# Gösterilen Metin
B- "Onlar gerçekten kendilerinin bir şey üzerinde olduklarını sanırlar."

Yani o münafıklar, dünyada ettikleri yalan yeminlerle, canlarını ve mallarını koruyup o yeminlere bir sürü dünyevî faydalar sağladıkları gibi, âhirette de bu yeminleriyle, menfaat celbine veya zarar define muktedir olabileceklerini sanacaklar.

C- "Bilin ki onlar, gerçekten yalancıların ta kendileridir."

Yani onların yalanı ötesinde büyük yalan yoktur. Nitekim Alkmül Guyûb/bütün gaibleti hakkıyla bilen Allah'ın huzurunda da yalan söylemek cüretini gösterirler ve kendi yalan yeminlerinin, dünyada gaipleri bilmeyenlerce geçerli sayıldığı gibi, Allah'ın huzurunda da geçerli sayılacağım sanırlar.

19

"Şeytan onları etkisi altına almıştır da, Allah'ı anmayı onlara unutturmuştur. İşte onlar, o şeytanın hizbidir. Haberiniz olsun ki, şeytanın hizbi, hüsrana uğrayanların ta kendileridir."

A- "Şeytan onları etkisi altına almıştır da, Allah'ı anmayı onlara unutturmuştur."

Yani şeytan, onlara Allah'ın zikrini, o kadar unutturmuştur ki, ne kalpleriyle, ne de dilleriyle Allah'ı zikretmezler.

B- "işte onlar, o şeytanın hizbidir. Haberiniz olsun ki, şeytanın hizbi, hüsrana uğrayanların ta kendileridir."

Yani onlar, şeytanın uyrukları ve askerleridir. Şeytanın uyrukları da, en büyük, hüsran içindedirler. Nitekim onlar, kendi nefislerini ebedî nimetlerden mahrum bırakmışlar ve onun yerine elem verici azabı almışlardır.

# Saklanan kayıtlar
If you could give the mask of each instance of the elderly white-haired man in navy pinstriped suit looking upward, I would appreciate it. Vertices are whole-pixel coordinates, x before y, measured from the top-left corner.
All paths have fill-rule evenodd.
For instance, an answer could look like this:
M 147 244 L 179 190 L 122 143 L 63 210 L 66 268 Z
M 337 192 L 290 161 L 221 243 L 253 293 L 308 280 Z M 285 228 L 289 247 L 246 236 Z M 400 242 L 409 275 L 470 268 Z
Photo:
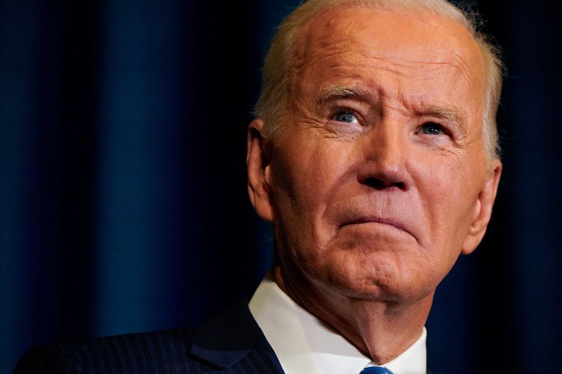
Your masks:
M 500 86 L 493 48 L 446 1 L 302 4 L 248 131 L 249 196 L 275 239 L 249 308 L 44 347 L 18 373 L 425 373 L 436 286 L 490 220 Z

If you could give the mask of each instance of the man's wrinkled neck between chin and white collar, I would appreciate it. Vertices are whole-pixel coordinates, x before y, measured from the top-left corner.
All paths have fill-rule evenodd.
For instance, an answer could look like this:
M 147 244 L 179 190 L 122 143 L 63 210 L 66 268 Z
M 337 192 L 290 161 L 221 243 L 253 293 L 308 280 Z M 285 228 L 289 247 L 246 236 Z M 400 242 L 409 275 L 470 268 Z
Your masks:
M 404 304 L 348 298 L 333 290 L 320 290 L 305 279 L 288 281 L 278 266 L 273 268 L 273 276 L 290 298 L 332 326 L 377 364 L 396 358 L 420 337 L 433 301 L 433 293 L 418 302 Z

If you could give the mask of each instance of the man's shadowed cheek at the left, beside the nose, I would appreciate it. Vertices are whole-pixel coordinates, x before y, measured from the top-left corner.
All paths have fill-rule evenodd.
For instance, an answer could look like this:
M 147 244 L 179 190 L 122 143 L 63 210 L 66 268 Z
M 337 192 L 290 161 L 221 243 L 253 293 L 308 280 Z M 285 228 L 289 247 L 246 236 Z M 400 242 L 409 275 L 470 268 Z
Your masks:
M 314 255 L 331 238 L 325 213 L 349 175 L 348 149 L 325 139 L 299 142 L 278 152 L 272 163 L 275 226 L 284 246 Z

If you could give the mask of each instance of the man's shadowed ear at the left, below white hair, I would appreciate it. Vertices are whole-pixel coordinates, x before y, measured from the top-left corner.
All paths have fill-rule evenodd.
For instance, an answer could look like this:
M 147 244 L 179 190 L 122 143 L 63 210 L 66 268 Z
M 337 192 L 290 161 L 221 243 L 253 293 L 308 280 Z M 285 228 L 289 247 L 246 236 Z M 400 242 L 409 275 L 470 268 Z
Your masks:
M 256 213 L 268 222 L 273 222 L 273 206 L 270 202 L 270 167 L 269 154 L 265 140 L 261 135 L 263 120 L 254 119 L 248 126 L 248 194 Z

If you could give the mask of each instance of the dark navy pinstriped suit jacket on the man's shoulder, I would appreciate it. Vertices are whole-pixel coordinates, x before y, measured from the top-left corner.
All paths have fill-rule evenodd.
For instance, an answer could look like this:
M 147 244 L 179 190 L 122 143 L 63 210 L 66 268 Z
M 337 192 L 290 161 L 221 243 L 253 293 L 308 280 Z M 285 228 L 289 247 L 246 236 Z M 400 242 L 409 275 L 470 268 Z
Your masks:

* * *

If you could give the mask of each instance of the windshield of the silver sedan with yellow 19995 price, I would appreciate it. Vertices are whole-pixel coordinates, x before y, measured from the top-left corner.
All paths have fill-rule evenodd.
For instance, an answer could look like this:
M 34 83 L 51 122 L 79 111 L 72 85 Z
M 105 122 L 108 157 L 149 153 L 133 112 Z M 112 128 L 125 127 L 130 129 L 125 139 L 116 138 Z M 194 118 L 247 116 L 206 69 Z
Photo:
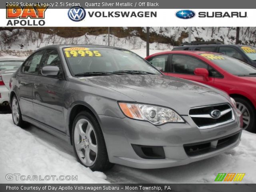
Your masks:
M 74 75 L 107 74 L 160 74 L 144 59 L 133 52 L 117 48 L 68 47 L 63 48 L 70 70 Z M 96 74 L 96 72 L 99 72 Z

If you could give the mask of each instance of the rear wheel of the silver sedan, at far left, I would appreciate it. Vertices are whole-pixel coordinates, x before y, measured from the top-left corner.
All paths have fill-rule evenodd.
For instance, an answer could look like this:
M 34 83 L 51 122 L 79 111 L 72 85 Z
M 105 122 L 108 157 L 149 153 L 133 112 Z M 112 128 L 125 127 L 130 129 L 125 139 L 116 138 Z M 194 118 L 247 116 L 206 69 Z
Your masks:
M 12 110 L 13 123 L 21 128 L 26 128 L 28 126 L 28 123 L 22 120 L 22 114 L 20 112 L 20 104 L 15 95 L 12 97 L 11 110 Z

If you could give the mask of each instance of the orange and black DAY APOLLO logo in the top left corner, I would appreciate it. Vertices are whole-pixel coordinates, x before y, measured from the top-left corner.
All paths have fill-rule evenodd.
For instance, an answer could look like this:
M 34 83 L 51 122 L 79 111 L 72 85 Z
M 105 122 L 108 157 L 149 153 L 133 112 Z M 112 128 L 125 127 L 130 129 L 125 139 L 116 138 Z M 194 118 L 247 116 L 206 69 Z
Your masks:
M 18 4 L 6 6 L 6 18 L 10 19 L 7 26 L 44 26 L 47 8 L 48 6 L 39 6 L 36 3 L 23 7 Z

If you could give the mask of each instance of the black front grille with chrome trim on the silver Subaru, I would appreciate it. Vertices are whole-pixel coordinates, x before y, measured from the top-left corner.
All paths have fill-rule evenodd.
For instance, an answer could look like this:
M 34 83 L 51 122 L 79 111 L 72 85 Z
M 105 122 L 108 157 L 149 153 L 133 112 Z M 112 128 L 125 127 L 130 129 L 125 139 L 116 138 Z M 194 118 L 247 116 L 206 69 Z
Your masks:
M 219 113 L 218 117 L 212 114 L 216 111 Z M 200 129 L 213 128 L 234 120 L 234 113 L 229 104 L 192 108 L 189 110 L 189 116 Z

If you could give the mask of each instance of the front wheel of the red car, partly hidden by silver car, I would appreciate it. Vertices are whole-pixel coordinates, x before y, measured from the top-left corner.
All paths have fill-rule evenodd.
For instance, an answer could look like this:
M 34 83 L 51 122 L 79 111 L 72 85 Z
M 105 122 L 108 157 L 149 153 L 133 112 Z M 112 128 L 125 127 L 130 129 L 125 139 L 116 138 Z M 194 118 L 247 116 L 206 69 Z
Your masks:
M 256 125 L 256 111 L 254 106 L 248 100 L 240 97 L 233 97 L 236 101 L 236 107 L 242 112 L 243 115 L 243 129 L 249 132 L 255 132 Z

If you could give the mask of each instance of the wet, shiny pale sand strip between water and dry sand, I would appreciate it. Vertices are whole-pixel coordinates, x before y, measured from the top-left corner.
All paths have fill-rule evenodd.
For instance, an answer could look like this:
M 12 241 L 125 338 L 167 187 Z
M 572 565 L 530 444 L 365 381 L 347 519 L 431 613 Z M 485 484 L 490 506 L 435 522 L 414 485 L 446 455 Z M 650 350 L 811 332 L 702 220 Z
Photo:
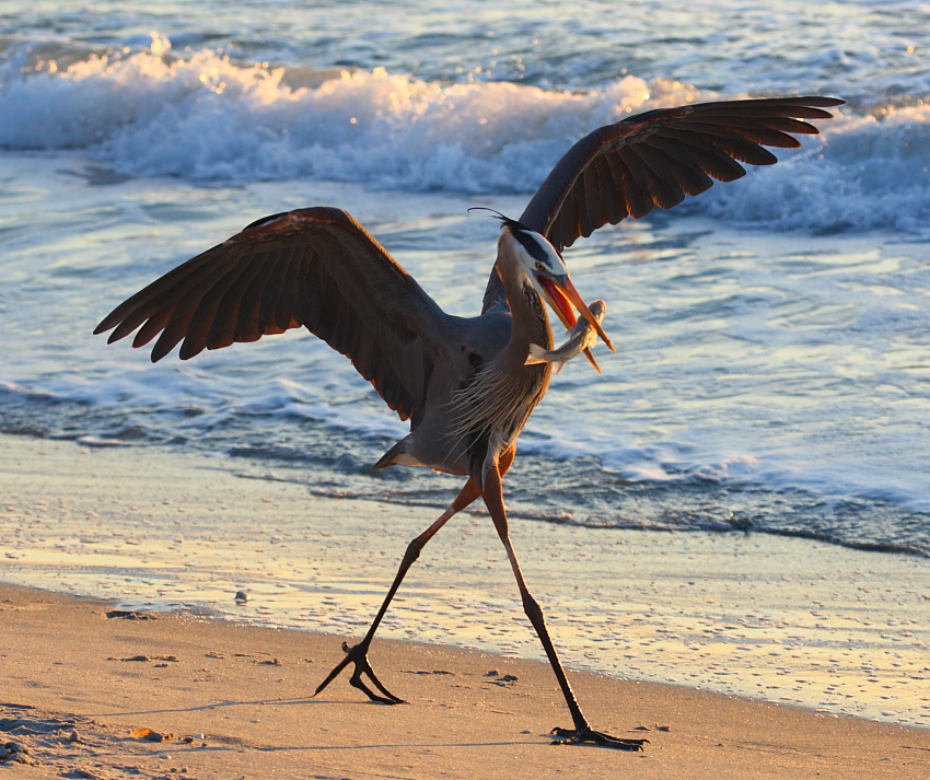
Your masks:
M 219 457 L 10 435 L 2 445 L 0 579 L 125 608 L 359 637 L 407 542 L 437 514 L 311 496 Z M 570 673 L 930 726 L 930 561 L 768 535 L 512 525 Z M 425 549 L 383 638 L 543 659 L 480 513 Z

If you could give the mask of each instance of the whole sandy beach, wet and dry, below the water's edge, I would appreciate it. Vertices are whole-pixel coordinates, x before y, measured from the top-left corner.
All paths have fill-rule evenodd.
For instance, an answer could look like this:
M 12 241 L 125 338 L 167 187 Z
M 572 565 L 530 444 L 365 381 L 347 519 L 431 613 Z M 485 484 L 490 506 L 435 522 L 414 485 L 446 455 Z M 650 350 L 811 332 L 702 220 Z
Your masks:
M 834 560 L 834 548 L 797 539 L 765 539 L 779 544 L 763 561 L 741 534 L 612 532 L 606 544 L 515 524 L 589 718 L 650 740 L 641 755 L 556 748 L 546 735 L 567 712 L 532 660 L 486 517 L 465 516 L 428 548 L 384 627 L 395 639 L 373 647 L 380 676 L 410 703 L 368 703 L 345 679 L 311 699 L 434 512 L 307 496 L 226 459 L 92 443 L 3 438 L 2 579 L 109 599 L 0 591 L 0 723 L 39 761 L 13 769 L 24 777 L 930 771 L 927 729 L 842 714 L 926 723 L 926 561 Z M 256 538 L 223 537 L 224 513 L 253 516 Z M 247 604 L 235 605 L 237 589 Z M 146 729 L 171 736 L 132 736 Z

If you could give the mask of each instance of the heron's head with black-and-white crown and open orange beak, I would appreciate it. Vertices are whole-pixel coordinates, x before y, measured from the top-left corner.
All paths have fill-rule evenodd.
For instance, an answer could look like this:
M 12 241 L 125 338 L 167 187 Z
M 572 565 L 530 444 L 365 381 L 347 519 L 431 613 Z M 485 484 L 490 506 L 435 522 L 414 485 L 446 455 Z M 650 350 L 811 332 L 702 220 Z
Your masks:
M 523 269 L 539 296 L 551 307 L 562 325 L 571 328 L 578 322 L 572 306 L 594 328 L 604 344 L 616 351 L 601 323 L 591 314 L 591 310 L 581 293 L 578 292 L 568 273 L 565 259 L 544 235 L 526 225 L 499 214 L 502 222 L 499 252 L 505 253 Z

# Alıştırma Hakkında
Metnin "Yani onlar, şeytanın" sözleriyle açılıp "verici azabı almışlardır." sözleriyle kapanan kısmını, "askerleridir" yerine "neferleridir" koyarak güncelle ve yeniden yaz.

# Çözülmüş Problem
Yani onlar, şeytanın uyrukları ve neferleridir. Şeytanın uyrukları da, en büyük, hüsran içindedirler. Nitekim onlar, kendi nefislerini ebedî nimetlerden mahrum bırakmışlar ve onun yerine elem verici azabı almışlardır.